§ Instruction:
Return every line of the listing below verbatim, leaving out the pictures.

[Detection annotation records]
____________

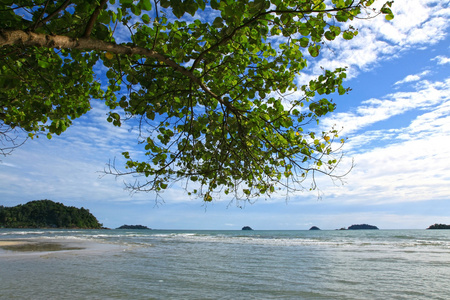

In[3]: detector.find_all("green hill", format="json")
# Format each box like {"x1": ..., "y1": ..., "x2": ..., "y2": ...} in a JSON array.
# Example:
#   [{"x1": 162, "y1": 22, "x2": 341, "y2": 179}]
[{"x1": 0, "y1": 200, "x2": 102, "y2": 229}]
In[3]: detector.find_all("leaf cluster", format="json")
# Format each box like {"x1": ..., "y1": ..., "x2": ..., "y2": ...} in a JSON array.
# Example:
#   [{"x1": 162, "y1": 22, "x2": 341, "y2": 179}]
[{"x1": 0, "y1": 0, "x2": 392, "y2": 201}]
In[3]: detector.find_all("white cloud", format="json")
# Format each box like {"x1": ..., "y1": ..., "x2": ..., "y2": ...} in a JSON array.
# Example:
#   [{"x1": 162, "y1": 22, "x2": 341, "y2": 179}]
[
  {"x1": 312, "y1": 78, "x2": 450, "y2": 204},
  {"x1": 432, "y1": 55, "x2": 450, "y2": 65},
  {"x1": 322, "y1": 78, "x2": 450, "y2": 135},
  {"x1": 394, "y1": 70, "x2": 430, "y2": 85},
  {"x1": 300, "y1": 0, "x2": 450, "y2": 83}
]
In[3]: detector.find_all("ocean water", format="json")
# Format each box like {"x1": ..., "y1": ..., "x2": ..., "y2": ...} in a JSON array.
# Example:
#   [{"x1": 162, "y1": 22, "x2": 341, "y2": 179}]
[{"x1": 0, "y1": 229, "x2": 450, "y2": 300}]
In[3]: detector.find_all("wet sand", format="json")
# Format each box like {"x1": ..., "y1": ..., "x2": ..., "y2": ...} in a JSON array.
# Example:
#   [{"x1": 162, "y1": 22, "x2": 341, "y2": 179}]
[{"x1": 0, "y1": 240, "x2": 85, "y2": 252}]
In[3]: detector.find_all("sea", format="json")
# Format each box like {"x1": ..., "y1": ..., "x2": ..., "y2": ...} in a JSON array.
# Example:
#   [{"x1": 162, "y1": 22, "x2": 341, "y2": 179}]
[{"x1": 0, "y1": 229, "x2": 450, "y2": 300}]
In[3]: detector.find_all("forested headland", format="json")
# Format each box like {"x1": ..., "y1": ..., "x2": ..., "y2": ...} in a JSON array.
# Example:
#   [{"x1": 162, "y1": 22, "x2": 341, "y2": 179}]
[{"x1": 0, "y1": 200, "x2": 102, "y2": 229}]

____________

§ Output:
In[3]: detector.find_all("green hill", format="json")
# Format each box like {"x1": ..., "y1": ..., "x2": ..., "y2": ...} in a JSON array.
# Example:
#   [{"x1": 162, "y1": 22, "x2": 341, "y2": 179}]
[{"x1": 0, "y1": 200, "x2": 102, "y2": 229}]
In[3]: detector.find_all("leaf cluster", format="json")
# Format each box like {"x1": ..., "y1": ..., "x2": ..., "y2": ...} in a JSON array.
# Example:
#   [{"x1": 162, "y1": 22, "x2": 341, "y2": 179}]
[{"x1": 0, "y1": 0, "x2": 392, "y2": 201}]
In[3]: detector.find_all("white cloud", format="json")
# Format each box like {"x1": ..., "y1": ..., "x2": ..., "y2": ...} in a JSON array.
# Example:
#   [{"x1": 162, "y1": 22, "x2": 341, "y2": 179}]
[
  {"x1": 312, "y1": 78, "x2": 450, "y2": 204},
  {"x1": 432, "y1": 55, "x2": 450, "y2": 65},
  {"x1": 322, "y1": 78, "x2": 450, "y2": 135},
  {"x1": 394, "y1": 70, "x2": 430, "y2": 85},
  {"x1": 300, "y1": 0, "x2": 450, "y2": 83}
]
In[3]: detector.find_all("ocean water", format="json")
# Format each box like {"x1": ..., "y1": ..., "x2": ..., "y2": ...} in a JSON array.
# Example:
#   [{"x1": 162, "y1": 22, "x2": 341, "y2": 179}]
[{"x1": 0, "y1": 229, "x2": 450, "y2": 300}]
In[3]: detector.find_all("wet sand", format="json")
# Format each box like {"x1": ..., "y1": ..., "x2": ..., "y2": ...} in a JSON array.
# Example:
#   [{"x1": 162, "y1": 22, "x2": 341, "y2": 179}]
[{"x1": 0, "y1": 240, "x2": 85, "y2": 252}]
In[3]: detector.find_all("sea", format="json")
# Format each box like {"x1": ..., "y1": ..., "x2": ..., "y2": ...} in a JSON array.
# Example:
#   [{"x1": 162, "y1": 22, "x2": 341, "y2": 179}]
[{"x1": 0, "y1": 229, "x2": 450, "y2": 300}]
In[3]: detector.find_all("forested headland", format="json")
# Format each box like {"x1": ..., "y1": ..., "x2": ..., "y2": ...} in a JSON array.
# Example:
#   [{"x1": 162, "y1": 22, "x2": 341, "y2": 179}]
[{"x1": 0, "y1": 200, "x2": 102, "y2": 229}]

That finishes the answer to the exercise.